# Short task:
Give back exactly the lines from the one containing "Thanks for the photo. Could you please mark the snow-covered" through the end of the records, including both, and no others.
start Provided entries
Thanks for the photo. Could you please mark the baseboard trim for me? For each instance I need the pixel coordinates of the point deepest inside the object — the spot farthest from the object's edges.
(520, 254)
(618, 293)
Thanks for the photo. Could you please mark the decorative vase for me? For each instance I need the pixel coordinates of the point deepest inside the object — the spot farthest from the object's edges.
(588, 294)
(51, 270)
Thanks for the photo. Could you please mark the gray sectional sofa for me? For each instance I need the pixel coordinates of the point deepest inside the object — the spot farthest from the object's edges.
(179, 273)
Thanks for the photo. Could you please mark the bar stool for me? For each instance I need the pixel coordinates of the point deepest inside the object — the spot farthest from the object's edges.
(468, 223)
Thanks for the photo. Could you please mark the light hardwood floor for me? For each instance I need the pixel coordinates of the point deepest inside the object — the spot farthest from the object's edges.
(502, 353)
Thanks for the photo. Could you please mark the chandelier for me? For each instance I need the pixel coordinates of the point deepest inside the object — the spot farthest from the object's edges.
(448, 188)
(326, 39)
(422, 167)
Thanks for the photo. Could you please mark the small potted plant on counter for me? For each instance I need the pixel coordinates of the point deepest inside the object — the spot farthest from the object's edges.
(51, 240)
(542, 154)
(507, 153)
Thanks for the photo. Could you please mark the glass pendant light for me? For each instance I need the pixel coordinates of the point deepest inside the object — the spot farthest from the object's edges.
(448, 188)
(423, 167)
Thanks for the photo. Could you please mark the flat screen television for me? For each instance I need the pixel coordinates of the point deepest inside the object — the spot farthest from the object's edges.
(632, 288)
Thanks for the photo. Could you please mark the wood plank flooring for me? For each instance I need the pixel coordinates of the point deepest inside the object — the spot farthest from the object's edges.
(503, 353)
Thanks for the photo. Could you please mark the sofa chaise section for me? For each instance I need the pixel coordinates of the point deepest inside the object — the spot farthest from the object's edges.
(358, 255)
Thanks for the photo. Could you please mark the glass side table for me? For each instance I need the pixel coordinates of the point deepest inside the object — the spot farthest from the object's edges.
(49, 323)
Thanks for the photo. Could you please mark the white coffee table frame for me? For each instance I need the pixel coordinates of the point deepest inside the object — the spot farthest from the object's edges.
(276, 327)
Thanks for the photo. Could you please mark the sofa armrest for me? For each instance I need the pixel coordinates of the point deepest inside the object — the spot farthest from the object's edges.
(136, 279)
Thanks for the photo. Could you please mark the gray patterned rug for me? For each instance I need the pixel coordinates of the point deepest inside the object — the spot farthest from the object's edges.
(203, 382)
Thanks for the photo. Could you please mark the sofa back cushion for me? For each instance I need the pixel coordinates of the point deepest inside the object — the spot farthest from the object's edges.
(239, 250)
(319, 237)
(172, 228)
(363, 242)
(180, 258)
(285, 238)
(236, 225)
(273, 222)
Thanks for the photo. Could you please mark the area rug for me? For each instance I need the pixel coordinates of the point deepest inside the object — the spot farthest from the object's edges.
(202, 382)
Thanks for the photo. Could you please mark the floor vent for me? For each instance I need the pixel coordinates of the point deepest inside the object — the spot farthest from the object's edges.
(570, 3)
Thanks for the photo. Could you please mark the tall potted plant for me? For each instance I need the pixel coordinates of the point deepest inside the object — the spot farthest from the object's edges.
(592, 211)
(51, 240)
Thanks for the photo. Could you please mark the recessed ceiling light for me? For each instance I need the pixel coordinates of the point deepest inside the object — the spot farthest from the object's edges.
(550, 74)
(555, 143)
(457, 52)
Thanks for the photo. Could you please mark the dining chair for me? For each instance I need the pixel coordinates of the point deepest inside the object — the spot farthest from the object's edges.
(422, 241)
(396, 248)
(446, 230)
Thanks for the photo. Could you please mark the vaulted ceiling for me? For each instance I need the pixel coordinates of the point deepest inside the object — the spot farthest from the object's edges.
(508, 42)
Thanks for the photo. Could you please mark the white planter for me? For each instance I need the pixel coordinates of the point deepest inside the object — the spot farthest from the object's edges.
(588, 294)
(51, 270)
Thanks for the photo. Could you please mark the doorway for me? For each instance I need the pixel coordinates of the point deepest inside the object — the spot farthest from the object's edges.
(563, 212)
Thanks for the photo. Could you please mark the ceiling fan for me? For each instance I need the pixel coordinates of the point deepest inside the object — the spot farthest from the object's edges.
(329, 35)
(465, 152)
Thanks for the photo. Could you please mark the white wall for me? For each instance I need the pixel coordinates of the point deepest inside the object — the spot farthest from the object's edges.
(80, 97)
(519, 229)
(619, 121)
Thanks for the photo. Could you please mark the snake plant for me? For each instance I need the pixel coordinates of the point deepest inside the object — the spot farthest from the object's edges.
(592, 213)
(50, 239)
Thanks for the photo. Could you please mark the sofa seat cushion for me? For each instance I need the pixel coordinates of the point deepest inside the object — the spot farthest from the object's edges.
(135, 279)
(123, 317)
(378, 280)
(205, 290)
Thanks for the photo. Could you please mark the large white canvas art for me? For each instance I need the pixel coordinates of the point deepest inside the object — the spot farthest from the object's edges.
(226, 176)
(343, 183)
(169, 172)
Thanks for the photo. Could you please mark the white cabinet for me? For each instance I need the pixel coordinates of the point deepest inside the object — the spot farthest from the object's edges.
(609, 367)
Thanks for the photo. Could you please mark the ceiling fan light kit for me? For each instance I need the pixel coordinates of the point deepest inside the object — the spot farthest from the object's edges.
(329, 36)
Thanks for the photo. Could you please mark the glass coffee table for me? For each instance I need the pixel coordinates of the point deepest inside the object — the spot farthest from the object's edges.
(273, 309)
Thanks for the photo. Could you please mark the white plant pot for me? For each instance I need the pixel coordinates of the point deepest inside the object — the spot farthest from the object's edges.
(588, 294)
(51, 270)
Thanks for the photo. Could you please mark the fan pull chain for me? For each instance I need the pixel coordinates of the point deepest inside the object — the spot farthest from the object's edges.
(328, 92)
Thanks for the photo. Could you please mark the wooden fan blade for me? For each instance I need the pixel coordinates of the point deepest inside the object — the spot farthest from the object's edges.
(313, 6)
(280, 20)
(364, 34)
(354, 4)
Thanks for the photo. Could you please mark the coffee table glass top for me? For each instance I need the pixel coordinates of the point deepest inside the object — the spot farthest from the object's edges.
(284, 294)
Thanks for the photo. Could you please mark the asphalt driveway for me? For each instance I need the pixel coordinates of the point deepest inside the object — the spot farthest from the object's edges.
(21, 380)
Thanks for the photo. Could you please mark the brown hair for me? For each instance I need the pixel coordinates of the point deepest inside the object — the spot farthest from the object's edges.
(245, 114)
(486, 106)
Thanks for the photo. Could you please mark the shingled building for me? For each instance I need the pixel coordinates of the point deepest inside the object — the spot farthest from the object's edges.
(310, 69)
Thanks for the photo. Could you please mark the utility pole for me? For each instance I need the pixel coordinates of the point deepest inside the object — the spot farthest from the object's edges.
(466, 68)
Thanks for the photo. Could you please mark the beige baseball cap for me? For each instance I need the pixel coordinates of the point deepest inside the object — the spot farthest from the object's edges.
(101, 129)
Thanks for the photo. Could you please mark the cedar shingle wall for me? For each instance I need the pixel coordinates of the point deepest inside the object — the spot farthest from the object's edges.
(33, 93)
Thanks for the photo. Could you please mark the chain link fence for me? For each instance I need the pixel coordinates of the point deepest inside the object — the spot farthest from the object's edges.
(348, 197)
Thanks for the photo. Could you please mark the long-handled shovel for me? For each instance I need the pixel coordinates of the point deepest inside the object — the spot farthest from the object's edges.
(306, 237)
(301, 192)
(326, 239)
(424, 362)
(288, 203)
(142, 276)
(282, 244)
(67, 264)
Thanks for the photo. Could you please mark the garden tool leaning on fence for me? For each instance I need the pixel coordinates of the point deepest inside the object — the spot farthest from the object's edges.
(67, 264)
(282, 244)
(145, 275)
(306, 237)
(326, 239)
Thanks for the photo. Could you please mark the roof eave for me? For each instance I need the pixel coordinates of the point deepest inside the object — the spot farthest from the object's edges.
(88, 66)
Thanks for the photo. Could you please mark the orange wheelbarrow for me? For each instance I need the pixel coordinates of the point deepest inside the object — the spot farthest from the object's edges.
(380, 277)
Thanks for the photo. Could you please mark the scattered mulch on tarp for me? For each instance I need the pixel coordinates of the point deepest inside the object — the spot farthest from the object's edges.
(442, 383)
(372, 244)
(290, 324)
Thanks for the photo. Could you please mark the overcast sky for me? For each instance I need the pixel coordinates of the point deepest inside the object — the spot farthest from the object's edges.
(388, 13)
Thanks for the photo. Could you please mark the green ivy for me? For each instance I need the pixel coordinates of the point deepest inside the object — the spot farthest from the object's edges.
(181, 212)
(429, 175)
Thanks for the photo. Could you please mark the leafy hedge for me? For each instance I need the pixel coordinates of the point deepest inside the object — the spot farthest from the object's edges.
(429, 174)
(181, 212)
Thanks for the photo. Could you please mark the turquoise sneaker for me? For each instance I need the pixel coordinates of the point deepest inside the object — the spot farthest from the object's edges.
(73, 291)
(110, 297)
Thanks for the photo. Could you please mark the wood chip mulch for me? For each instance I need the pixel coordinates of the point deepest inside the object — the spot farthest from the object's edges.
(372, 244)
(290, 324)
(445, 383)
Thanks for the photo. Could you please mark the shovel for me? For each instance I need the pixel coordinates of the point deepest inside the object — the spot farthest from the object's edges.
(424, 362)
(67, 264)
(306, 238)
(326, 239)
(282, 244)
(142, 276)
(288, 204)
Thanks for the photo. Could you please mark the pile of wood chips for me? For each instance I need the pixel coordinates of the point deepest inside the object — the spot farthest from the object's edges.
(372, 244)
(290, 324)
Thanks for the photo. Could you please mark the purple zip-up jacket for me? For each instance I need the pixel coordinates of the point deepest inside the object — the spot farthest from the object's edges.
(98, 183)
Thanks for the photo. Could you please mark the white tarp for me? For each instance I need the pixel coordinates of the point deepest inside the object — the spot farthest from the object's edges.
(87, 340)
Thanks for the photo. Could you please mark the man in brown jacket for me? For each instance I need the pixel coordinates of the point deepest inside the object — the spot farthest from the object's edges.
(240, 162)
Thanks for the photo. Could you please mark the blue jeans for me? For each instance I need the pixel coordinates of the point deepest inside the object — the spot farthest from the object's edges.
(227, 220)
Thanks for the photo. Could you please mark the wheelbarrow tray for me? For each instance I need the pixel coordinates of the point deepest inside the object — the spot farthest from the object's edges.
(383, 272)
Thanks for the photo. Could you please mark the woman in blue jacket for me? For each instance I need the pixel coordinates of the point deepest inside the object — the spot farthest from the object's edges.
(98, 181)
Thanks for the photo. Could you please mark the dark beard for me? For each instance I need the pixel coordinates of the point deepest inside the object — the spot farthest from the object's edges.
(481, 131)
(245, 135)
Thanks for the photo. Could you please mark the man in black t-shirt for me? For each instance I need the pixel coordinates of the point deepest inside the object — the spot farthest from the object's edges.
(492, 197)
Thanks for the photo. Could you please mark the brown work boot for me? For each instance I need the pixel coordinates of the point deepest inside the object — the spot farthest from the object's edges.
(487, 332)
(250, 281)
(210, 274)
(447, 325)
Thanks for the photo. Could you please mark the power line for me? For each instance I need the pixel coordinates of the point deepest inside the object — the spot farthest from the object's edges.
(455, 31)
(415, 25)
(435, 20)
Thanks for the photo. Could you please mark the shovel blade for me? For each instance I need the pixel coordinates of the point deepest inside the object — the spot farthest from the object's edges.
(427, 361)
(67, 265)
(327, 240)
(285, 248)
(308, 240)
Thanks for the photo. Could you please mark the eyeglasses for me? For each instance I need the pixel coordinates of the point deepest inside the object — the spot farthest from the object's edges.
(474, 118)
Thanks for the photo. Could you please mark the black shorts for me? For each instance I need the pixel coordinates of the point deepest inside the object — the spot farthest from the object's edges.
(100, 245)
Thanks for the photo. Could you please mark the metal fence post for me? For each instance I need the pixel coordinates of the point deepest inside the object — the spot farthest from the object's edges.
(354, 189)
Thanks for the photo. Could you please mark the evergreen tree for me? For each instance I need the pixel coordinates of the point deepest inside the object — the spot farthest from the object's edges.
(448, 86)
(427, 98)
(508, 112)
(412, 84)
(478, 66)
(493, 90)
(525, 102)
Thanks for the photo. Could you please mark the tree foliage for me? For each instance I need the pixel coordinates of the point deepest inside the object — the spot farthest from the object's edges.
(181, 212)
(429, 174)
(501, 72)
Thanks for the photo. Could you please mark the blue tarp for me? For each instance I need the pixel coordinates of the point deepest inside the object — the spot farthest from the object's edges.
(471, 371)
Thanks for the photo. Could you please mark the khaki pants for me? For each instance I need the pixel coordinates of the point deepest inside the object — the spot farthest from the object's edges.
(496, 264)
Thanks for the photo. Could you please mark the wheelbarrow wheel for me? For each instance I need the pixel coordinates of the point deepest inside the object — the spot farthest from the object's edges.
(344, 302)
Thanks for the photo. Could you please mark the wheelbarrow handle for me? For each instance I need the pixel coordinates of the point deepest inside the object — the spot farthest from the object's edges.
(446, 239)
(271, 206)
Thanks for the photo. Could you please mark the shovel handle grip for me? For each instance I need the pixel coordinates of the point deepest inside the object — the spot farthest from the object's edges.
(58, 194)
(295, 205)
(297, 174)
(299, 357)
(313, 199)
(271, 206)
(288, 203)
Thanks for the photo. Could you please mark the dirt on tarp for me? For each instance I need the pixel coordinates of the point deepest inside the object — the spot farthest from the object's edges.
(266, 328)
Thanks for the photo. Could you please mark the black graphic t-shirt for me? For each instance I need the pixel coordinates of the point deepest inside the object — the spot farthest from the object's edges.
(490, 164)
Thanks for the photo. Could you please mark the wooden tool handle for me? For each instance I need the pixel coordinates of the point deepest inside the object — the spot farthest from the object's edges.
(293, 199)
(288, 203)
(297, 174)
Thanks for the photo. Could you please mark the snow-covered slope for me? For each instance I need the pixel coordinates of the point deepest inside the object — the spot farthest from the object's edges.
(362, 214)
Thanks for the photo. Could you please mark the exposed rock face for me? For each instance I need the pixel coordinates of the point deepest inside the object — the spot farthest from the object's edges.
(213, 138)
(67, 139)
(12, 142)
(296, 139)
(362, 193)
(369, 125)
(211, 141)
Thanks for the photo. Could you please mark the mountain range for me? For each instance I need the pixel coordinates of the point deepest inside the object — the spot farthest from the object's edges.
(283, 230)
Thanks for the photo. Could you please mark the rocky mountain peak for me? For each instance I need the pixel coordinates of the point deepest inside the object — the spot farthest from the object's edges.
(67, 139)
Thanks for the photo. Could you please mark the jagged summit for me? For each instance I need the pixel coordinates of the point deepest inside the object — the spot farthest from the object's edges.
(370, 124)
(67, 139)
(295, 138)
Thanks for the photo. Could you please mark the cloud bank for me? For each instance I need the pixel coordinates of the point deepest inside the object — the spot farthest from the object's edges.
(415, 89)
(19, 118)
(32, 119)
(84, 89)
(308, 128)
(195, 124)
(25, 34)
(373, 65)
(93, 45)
end Provided entries
# Problem solution:
Thanks for the photo. Could you please mark the snow-covered slope for me? For each instance I need the pixel coordinates of the point deepest inside the object — the spot farthest from the object's edges.
(362, 214)
Thanks for the photo. Could you please mark the exposed rock face for me? For each instance I need the pixel coordinates of the point deepest inside the object — the spot farthest from the object's edges.
(213, 138)
(67, 139)
(12, 142)
(296, 139)
(362, 193)
(369, 125)
(211, 141)
Thanks for the photo. Could you please mark the mountain range for me? For each instance I need the pixel coordinates of the point deepest inside the object — the spot farthest from the object's edges.
(283, 230)
Thanks for the photo. Could you please mark the rocky mountain peak for me? For each instance I need the pixel coordinates of the point deepest inside the object — the spot farthest from the object's edges.
(67, 139)
Thanks for the photo. Could you please mark the jagged summit for me? For each instance I need the pixel coordinates of the point deepest inside the object — the spot farthest from the object's edges.
(370, 124)
(67, 139)
(295, 138)
Thanks for the photo. Could you please mark the cloud bank for me? For each instance I need the pixel coordinates of the point deepest inside the object — the spot farthest from the object's edges.
(415, 89)
(19, 118)
(32, 119)
(84, 89)
(308, 128)
(195, 124)
(25, 34)
(373, 65)
(93, 45)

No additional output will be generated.